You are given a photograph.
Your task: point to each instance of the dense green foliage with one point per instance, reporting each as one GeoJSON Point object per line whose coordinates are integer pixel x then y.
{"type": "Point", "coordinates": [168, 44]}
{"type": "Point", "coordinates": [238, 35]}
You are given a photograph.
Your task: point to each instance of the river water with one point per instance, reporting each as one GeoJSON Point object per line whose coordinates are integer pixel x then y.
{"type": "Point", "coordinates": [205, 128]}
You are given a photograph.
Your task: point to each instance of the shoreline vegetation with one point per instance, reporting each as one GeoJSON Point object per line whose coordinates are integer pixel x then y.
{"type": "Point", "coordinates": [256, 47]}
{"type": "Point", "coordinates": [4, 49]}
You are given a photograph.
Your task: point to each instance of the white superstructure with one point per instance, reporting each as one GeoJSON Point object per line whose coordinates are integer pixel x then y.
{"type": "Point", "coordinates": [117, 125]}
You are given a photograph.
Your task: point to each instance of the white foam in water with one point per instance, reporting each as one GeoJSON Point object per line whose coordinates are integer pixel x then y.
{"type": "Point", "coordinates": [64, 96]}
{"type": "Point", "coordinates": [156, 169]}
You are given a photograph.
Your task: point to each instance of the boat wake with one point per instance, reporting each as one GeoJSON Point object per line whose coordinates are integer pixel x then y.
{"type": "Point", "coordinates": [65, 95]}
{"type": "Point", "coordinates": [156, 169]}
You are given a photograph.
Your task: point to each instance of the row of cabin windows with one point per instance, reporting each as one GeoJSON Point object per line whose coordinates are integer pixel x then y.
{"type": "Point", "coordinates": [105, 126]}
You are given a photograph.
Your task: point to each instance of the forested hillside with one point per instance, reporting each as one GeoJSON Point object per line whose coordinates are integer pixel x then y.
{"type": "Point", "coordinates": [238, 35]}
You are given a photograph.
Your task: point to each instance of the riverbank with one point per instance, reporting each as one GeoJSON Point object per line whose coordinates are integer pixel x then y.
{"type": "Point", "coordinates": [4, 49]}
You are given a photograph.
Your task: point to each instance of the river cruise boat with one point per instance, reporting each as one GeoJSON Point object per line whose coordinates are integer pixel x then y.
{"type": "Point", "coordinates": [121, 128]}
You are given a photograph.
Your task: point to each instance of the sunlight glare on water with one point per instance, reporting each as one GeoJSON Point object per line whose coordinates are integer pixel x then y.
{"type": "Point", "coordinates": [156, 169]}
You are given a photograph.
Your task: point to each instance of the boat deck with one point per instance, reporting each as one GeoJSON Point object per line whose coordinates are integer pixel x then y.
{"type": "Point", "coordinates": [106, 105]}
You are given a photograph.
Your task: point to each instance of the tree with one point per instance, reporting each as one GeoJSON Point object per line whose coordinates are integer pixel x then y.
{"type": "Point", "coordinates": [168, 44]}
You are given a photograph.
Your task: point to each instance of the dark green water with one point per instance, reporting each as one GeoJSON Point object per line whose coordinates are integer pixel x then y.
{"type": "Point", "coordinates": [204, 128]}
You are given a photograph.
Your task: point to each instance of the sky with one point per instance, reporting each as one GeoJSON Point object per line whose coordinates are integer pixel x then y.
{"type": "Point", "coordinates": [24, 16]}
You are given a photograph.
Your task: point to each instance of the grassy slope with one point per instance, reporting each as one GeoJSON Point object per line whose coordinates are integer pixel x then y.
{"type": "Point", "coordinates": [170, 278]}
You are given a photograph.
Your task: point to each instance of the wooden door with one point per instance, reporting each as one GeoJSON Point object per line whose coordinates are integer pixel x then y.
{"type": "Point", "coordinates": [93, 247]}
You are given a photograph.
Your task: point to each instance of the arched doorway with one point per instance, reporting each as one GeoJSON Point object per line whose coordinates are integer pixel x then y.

*Your instructions*.
Please copy out each record, character for character.

*Result*.
You are given a photograph.
Your task: point to each instance of the dense green foliage with one point per instance, reporting each as one GeoJSON Point object per line whose coordinates are integer pixel x then y.
{"type": "Point", "coordinates": [168, 44]}
{"type": "Point", "coordinates": [238, 35]}
You are given a photograph.
Your task: point to each instance of the river water with one point per instance, reporting each as one GeoJSON Point object per line whose coordinates are integer pixel x then y.
{"type": "Point", "coordinates": [205, 128]}
You are given a photograph.
Your task: point to each instance of the shoreline vegetation with one point per instance, reporting each as one GeoJSON Point object per line whose coordinates are integer pixel x then y.
{"type": "Point", "coordinates": [256, 47]}
{"type": "Point", "coordinates": [4, 49]}
You are given a photograph.
Your task: point to each instance of the white superstructure with one point per instance, reporting each as one GeoJSON Point object per line whose coordinates are integer pixel x then y.
{"type": "Point", "coordinates": [117, 125]}
You are given a photograph.
Your task: point to each instance of the white foam in water with one point per instance, reporting each as one GeoJSON Point object per line whose coordinates are integer pixel x then y.
{"type": "Point", "coordinates": [64, 96]}
{"type": "Point", "coordinates": [156, 169]}
You are given a photograph.
Your task: point to each instance of the boat wake with one point per instance, reporting each as one GeoJSON Point object per line whose coordinates are integer pixel x then y.
{"type": "Point", "coordinates": [65, 95]}
{"type": "Point", "coordinates": [156, 169]}
You are given a photograph.
Your task: point to each instance of the row of cabin windows with one point per instance, reporting each as one GeoJSON Point object per line whose coordinates are integer pixel x then y.
{"type": "Point", "coordinates": [105, 126]}
You are given a photograph.
Your task: point to each instance of the forested hillside with one point per instance, reporting each as one GeoJSON Point object per line whose coordinates are integer pixel x then y.
{"type": "Point", "coordinates": [238, 35]}
You are given a photograph.
Your task: point to each instance of the riverbank with one point per instance, reporting each as one GeoJSON Point object per line whose coordinates are integer pixel x then y.
{"type": "Point", "coordinates": [4, 49]}
You are given a photograph.
Your task: point to each instance of the river cruise boat with one point per instance, reporting each as one GeoJSON Point object per line whose coordinates are integer pixel x then y.
{"type": "Point", "coordinates": [121, 128]}
You are given a photograph.
Your task: point to each instance of the sunlight glare on water with one point per instance, reporting each as one GeoJSON Point object per line whose coordinates are integer pixel x then y.
{"type": "Point", "coordinates": [156, 169]}
You are given a photograph.
Your task: point to each instance of the boat deck with one point per instance, reporting each as one GeoJSON Point object per line whose coordinates are integer pixel x then y.
{"type": "Point", "coordinates": [106, 105]}
You are given a photograph.
Your task: point to each instance of the tree with one point per instance, reporting each as one GeoJSON Point object per line whose coordinates are integer pixel x then y.
{"type": "Point", "coordinates": [168, 44]}
You are given a photograph.
Your task: point to each instance of the dark green water with one point per instance, reporting each as one GeoJSON Point object per line whose coordinates are integer pixel x then y.
{"type": "Point", "coordinates": [204, 128]}
You are given a photograph.
Your task: point to each instance of the sky with one point per instance, reporting each as one GeoJSON Point object per line whose coordinates are integer pixel x then y.
{"type": "Point", "coordinates": [24, 16]}
You are given a photograph.
Your task: point to each instance of the grassy slope with one point per instance, reporting each as one GeoJSON Point object per line whose coordinates are integer pixel x then y.
{"type": "Point", "coordinates": [170, 278]}
You are given a photograph.
Your task: point to each instance of the wooden door with one point per instance, reporting each as one GeoJSON Point object per line whose coordinates are integer pixel x then y.
{"type": "Point", "coordinates": [93, 247]}
You are given a photograph.
Your task: point to each instance of the arched doorway with one point per instance, reporting each as one GeoJSON Point object per line whose coordinates are integer pixel x then y.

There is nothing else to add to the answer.